EXCERPTED TEXT —
##########
## Complaint Categorization Baseline Model

Fast and efficient handling of complaints on consumer forums is vital to commerce industry today. This notebook presents a baseline approach towards solving this problem. Consumer complaints on financial products is taken as the dataset to establish results.

Tf-idf (term frequency times inverse document frequency) scheme to weight individual tokens is often used in information retrieval. One of the advantage of tf-idf is reduce the impact of tokens that occur very frequently, hence offering little to none in terms of information.
The tf-idf of term 't' in document 'd' is tf-idf(d, t) = tf(t) * idf(d, t), where tf(t) is the number of times t occurs while idf is given by idf(d, t) = log [(1 + n) / (1 + df(d,t) + 1] 

In [1]:
from sklearn.feature_extraction.text import TfidfVectorizer
from sklearn.model_selection import train_test_split

# Importing pandas for operating on dataset
import pandas as pd

complaints_df = pd.read_csv('complaints.csv')
##########
DATA EXCERPT —
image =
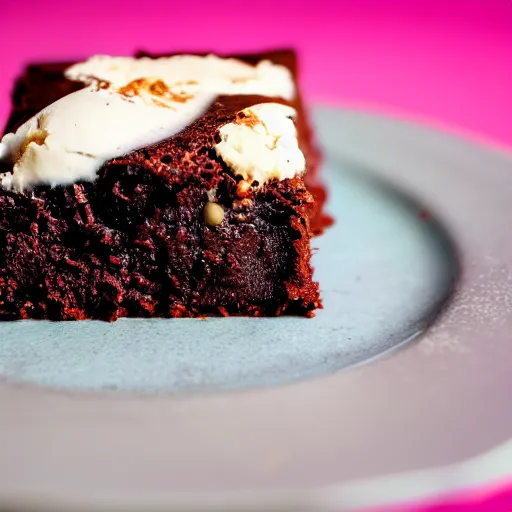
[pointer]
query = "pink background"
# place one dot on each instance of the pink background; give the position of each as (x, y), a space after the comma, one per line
##########
WHAT IS NEEDED — According to the complaint categorization notebook, what dataset is used to establish results? Rely only on the complaint categorization notebook, not on the data.

EXERCISE RESPONSE — Consumer complaints on financial products.